■ **Task prompt**
The answer must consist of every line below containing "glove".

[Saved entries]
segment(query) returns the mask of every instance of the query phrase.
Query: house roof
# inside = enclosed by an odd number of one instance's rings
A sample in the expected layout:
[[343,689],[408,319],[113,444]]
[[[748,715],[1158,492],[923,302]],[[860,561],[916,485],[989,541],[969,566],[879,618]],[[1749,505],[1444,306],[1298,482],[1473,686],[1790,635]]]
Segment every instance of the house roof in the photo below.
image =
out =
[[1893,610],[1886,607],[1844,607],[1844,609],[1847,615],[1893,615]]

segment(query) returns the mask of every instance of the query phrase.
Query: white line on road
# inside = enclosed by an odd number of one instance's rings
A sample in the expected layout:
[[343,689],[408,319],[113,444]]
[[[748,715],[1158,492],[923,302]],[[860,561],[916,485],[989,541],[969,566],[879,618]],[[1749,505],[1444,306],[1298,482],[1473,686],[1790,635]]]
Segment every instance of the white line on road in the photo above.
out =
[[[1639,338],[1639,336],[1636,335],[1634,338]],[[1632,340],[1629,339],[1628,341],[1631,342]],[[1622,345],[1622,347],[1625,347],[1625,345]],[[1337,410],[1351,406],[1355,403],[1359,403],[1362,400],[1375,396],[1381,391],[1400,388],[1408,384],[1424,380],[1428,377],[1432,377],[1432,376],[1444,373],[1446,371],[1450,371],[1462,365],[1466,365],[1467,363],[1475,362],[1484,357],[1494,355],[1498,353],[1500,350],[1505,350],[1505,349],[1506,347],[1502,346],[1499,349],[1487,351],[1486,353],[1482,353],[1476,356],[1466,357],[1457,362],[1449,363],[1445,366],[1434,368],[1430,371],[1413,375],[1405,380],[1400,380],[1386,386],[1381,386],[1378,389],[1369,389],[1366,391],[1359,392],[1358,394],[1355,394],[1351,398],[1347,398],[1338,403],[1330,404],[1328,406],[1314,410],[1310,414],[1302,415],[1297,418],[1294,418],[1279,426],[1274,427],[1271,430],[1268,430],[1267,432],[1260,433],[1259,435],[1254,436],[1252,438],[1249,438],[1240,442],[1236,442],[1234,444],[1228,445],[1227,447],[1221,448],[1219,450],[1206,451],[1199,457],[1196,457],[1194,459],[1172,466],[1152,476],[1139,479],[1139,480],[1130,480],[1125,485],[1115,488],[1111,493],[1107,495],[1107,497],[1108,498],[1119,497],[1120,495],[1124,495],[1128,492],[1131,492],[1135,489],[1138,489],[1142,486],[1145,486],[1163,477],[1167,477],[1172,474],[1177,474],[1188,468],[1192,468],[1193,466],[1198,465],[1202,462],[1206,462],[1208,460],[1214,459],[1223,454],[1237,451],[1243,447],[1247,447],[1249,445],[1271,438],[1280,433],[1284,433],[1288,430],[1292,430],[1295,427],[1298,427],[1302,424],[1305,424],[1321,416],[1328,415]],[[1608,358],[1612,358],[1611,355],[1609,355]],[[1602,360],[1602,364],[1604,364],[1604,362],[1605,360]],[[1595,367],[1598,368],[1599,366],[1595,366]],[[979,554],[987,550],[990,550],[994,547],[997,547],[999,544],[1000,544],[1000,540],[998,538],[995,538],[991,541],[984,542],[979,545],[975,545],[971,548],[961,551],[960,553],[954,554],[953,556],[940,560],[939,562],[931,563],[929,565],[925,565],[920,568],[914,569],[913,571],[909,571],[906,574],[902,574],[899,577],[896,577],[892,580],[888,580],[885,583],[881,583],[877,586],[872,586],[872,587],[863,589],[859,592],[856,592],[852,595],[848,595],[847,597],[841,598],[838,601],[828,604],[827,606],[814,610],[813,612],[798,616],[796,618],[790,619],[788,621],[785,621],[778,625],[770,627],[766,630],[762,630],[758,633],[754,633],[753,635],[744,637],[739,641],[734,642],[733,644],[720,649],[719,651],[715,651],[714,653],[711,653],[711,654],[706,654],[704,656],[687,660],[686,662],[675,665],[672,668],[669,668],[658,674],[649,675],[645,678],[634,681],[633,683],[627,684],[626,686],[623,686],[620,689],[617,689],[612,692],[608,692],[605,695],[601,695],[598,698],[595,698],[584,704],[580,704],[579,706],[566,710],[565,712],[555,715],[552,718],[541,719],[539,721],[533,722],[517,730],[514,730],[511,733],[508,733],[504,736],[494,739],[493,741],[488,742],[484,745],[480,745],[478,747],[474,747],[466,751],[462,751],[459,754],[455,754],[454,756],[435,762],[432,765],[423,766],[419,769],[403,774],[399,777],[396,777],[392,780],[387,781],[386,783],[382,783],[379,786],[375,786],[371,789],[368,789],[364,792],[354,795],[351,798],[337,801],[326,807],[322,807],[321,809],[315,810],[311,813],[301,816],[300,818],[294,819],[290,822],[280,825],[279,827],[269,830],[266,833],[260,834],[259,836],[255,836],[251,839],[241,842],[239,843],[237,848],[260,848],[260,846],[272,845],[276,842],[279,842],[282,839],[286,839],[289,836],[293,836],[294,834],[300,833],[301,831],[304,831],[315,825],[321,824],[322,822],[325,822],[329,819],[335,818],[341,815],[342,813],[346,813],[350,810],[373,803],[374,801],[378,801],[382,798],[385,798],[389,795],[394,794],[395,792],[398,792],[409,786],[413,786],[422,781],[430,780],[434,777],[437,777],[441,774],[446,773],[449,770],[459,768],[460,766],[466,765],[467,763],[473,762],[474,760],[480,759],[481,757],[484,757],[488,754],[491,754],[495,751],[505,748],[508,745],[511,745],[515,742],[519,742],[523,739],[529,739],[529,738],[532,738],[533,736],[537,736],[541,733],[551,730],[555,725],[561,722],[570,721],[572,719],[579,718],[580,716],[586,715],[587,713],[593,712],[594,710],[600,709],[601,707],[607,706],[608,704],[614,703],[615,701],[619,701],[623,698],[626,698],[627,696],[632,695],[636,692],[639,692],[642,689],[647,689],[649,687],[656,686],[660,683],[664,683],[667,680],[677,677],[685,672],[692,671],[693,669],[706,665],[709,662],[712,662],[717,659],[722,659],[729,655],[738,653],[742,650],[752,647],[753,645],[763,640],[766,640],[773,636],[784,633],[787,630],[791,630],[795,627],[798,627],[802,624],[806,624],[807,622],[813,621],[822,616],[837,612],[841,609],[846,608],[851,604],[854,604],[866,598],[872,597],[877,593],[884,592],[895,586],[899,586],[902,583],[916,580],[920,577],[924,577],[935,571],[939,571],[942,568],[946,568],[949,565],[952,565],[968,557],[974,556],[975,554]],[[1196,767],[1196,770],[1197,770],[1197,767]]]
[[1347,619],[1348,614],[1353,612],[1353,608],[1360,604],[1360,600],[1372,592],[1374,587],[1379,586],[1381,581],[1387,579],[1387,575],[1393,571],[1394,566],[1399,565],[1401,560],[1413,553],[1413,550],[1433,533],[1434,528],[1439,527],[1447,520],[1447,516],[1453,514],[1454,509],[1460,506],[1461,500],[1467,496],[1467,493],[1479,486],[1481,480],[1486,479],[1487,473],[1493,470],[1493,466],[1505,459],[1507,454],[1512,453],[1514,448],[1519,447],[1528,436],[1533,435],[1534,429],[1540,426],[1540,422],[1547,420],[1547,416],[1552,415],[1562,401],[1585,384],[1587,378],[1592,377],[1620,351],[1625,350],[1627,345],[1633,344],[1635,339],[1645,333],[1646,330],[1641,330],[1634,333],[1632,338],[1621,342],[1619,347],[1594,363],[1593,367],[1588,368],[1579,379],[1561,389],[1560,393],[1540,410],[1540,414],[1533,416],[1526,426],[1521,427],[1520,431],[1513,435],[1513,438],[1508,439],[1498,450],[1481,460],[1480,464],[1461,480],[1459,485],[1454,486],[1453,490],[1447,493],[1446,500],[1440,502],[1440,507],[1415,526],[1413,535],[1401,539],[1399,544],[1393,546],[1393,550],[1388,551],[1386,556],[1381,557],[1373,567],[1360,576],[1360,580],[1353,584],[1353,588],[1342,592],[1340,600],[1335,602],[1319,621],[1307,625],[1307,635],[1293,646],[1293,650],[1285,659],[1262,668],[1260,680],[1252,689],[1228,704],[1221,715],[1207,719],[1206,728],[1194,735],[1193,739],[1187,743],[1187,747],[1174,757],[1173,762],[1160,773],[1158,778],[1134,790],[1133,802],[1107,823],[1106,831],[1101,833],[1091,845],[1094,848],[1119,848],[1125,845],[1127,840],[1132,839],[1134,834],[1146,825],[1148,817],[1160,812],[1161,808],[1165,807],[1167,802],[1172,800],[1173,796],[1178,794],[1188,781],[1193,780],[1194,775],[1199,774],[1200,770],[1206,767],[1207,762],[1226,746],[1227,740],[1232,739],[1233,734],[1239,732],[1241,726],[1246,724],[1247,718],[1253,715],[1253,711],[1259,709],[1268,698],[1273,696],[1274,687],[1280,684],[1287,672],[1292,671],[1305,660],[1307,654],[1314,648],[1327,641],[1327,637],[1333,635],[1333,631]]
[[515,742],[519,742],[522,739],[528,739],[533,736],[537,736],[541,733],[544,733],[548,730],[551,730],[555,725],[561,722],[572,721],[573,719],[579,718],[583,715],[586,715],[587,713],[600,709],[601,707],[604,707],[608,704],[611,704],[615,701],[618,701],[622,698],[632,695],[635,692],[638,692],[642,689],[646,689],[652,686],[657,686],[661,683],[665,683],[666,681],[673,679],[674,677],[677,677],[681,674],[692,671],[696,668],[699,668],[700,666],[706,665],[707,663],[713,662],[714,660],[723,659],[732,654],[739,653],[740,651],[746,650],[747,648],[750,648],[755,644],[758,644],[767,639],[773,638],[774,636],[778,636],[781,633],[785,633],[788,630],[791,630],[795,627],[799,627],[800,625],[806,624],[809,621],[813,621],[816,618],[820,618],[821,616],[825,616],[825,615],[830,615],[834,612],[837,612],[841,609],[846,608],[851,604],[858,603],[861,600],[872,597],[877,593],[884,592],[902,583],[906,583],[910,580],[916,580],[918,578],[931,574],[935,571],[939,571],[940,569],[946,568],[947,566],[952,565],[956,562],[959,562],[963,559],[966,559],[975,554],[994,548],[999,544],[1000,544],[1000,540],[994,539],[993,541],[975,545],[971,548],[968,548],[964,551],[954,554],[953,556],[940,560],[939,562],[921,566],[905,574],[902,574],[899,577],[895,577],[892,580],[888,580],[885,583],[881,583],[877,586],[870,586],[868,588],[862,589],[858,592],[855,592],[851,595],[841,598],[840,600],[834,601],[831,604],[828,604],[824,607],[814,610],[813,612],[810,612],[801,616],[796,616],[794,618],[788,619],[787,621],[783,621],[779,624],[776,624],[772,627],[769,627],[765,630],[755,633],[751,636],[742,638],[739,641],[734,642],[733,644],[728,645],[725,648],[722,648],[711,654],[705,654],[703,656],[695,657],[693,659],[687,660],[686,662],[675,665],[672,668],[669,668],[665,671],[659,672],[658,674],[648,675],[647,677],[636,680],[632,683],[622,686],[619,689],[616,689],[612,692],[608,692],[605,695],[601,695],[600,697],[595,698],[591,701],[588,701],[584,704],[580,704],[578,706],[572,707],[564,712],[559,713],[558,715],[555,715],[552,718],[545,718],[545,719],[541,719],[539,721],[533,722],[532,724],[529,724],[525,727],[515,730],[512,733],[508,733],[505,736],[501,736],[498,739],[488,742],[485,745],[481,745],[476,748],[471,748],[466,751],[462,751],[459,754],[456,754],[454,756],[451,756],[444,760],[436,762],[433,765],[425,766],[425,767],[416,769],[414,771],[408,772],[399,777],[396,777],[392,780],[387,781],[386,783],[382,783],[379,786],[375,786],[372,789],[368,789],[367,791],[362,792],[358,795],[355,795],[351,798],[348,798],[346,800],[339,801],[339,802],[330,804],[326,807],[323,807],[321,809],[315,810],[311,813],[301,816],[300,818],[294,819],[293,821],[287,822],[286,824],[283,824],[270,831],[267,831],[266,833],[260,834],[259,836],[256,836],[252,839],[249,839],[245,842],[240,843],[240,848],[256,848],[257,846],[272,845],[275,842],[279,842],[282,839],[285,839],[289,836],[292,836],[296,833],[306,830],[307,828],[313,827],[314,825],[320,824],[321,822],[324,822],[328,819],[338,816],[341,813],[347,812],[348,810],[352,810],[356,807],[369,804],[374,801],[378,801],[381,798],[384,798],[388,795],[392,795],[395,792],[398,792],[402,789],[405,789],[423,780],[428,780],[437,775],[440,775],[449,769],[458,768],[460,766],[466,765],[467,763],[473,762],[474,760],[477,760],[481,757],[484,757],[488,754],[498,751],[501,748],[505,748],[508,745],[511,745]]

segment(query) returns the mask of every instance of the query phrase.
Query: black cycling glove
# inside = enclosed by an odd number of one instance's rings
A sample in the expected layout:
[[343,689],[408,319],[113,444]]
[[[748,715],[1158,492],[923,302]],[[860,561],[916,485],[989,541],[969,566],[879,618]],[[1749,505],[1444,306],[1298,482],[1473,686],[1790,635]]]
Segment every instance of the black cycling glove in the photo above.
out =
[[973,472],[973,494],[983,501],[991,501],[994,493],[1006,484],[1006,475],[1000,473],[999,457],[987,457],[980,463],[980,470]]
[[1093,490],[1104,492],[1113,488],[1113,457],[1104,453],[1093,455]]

■ **Answer section**
Query: black cycling glove
Segment every instance of the black cycling glove in the photo above.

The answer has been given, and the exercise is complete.